**Document excerpt**.
[Start]

Skip to content

git-lfs-centric-documentation #65

@bwalsh

Description

@bwalsh

Git DRS User Guide

Git DRS extends Git LFS to register and retrieve large data files from DRS-enabled platforms while keeping the familiar Git workflow. Use Git LFS for file tracking, fetching, and local cache management. Use Git DRS to configure the DRS server connection and manage cloud-backed object references for your repository.

Relationship to Git LFS: git-drs is built on top of Git LFS. It uses the same clean and smudge filter architecture, the same .gitattributes tracking patterns, and a compatible pointer file format. If you already know git lfs track and git lfs pull, the git drs equivalents will feel natural.


Table of Contents


Prerequisites


Install Git DRS

Use the project installer after Git LFS is installed:

/bin/bash -c "$(curl -fsSL https://raw.githubusercontent.com/calypr/git-drs/refs/heads/main/install.sh)" -- $GIT_DRS_VERSION

Getting Started

Initialize a Repository

Initialize Git DRS once per repository. This configures hooks and prepares the repository for DRS-backed files — similar to running git lfs install at the repo level.

git drs init

Configure a DRS Remote

Add at least one DRS remote. Provide the server URL, credentials, project, and bucket:

git drs remote add gen3 production \
  --cred /path/to/credentials.json \
  --url https://calypr-public.ohsu.edu \
  --project my-project \
  --bucket my-bucket

Track Large Files with Git LFS

Use Git LFS to select which files should be stored as LFS objects. Git DRS works with the tracking patterns you configure via Git LFS:

git lfs track "*.bam"
git add .gitattributes
git commit -m "Track BAM files with Git LFS"

For more details, see the Git LFS tracking documentation.

Add, Commit, and Push Data

Once files are tracked with Git LFS, use standard Git commands to add and commit. During git push, Git LFS uploads large objects to the LFS server while Git DRS automatically registers them with the configured DRS server via its pre-push hook.

git add my-file.bam
git commit -m "Add data file"
git push

What happens behind the scenes: The git push triggers Git LFS transfer hooks. Git DRS intercepts this flow to register each LFS object with your DRS server (e.g., gen3/indexd), making the file discoverable via DRS IDs. You don't need to run any extra commands. For a detailed breakdown, see How It Works.

For background on the Git LFS transfer flow, see the Git LFS overview and the Git LFS push documentation.

Download Files

Use Git LFS to download files on demand:

git lfs pull -I "*.bam"

Refer to the Git LFS pull documentation for filters and options.

Check Status and Tracked Files

To see which files are tracked and their status, rely on Git LFS tooling:

git lfs ls-files

The Git LFS ls-files documentation explains the available flags and output format.


Cloning a Repository That Uses Git DRS

When you clone a repository that already uses Git DRS, the repo will contain small pointer files instead of full file content. You need to install Git DRS, initialize it in the clone, configure the DRS remote, and then pull file content.

Step 1 — Clone the repository

Clone as you normally would. Git LFS pointer files are checked out automatically, but large file content is not downloaded yet.

git clone https://github.com/your-org/your-data-repo.git
cd your-data-repo

Tip: If you want to skip downloading any LFS content during clone (useful for large repos), use the GIT_LFS_SKIP_SMUDGE environment variable. See git lfs install --skip-smudge for details.

[End]

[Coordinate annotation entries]
[Start]

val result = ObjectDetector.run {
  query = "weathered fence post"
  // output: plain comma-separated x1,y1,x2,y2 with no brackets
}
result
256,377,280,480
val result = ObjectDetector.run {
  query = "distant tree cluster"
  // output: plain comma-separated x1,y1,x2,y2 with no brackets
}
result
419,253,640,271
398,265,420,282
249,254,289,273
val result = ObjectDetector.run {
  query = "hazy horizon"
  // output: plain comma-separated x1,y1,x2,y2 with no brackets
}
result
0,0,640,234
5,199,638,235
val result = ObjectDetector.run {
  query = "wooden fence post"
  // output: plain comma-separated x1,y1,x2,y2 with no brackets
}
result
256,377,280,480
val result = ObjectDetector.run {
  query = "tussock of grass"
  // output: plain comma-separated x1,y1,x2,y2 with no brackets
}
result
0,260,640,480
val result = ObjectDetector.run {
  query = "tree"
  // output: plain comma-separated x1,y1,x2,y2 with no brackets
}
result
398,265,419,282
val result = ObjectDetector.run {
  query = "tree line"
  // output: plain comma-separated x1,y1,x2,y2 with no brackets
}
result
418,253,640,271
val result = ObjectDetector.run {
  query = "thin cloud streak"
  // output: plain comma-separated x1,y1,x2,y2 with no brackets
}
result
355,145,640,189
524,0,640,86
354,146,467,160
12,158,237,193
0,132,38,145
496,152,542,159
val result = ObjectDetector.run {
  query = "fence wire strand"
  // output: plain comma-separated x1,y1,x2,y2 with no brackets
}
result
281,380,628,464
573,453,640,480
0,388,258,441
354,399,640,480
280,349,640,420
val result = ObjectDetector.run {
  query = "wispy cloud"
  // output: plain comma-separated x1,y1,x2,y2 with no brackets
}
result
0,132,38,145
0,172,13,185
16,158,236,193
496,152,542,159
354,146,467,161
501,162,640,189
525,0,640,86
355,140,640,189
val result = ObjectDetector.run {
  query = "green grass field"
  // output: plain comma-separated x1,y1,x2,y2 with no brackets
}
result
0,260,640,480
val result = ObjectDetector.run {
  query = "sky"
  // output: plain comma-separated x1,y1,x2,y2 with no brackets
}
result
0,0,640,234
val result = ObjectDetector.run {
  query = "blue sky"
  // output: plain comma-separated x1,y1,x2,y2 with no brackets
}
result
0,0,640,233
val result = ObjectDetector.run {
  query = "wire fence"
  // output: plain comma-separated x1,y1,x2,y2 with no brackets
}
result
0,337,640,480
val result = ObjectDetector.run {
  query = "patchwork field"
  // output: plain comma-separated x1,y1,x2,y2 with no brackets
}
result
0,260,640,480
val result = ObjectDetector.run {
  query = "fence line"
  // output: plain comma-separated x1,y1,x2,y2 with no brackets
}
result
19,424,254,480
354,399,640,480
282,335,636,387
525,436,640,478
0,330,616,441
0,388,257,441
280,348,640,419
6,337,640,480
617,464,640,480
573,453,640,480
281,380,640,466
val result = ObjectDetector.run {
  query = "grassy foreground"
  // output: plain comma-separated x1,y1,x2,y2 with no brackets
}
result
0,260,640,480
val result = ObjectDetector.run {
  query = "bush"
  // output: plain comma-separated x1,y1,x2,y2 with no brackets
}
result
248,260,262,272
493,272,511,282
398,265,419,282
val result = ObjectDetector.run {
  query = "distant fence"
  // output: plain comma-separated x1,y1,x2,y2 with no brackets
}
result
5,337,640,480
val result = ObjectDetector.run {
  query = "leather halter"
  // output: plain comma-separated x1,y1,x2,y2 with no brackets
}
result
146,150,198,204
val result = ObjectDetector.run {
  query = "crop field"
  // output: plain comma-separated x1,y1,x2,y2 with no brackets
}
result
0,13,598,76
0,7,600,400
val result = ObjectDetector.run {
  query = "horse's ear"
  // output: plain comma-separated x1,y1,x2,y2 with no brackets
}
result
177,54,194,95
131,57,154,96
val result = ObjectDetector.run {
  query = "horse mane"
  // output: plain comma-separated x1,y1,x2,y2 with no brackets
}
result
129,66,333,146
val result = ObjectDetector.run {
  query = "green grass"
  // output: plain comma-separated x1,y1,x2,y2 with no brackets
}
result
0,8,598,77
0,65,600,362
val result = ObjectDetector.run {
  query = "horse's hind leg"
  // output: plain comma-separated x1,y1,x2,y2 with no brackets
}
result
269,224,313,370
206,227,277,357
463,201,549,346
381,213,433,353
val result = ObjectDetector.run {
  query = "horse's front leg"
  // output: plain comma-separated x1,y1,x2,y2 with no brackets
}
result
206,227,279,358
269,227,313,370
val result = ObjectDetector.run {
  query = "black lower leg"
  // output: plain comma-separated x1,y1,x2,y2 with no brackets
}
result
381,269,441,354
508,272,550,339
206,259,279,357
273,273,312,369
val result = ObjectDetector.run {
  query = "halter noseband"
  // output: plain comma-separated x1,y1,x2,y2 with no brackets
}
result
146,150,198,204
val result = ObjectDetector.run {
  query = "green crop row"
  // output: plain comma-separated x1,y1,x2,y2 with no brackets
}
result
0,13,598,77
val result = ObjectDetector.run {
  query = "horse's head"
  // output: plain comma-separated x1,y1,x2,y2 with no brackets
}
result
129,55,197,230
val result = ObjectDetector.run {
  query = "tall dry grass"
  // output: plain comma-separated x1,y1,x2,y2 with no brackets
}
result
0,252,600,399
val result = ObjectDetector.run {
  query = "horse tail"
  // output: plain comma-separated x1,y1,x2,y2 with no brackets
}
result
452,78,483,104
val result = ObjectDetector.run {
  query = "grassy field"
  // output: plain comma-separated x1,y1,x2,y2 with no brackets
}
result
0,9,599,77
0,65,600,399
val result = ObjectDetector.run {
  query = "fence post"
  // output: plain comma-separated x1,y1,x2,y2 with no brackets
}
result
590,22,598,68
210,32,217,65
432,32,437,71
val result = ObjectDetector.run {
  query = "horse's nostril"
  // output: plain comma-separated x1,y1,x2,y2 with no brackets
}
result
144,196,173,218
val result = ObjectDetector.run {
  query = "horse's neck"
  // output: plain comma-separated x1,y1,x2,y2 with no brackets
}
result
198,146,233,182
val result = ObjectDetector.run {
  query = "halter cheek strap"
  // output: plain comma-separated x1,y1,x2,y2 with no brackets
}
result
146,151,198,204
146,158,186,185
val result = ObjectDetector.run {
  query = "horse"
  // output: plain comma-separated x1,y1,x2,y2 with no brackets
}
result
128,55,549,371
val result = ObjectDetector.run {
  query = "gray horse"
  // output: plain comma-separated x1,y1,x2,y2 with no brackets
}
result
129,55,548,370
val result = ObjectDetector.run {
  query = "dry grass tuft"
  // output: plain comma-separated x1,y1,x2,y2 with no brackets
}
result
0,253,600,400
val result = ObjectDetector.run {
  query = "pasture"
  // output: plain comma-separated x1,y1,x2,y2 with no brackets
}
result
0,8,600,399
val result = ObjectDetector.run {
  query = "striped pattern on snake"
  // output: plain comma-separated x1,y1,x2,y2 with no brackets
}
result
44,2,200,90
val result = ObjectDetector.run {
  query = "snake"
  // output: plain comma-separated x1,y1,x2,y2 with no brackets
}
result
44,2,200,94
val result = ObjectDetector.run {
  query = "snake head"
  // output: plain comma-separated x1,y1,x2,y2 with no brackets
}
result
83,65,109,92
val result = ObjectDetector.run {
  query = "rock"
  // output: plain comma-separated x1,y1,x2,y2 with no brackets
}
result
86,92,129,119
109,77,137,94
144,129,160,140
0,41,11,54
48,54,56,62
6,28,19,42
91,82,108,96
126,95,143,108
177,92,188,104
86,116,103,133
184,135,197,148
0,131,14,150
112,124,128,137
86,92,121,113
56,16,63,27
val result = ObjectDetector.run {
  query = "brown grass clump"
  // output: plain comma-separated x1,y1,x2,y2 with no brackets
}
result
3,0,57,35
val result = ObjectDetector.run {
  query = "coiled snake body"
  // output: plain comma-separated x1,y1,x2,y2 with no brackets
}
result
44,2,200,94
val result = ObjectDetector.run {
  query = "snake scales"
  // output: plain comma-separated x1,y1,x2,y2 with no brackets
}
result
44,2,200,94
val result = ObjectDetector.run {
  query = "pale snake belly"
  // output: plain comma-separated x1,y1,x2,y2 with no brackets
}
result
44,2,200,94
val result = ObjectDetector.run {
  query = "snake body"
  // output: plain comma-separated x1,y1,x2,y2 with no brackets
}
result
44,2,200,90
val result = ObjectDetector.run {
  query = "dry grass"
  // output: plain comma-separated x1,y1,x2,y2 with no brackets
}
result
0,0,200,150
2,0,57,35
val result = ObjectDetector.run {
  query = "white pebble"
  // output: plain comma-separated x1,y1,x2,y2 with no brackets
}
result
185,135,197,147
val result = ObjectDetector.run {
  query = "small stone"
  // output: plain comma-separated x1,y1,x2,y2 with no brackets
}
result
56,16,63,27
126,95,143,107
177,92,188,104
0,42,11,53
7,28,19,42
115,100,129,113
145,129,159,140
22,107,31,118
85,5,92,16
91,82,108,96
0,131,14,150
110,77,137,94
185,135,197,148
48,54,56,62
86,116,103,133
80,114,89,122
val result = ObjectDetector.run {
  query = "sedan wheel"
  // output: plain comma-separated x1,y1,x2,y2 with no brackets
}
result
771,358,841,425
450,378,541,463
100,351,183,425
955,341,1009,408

[End]

**Goal**.
In the Git DRS guide, which hook does Git DRS use to register objects with the configured DRS server during git push? The records come from a separate source.

**Result**.
Its pre-push hook.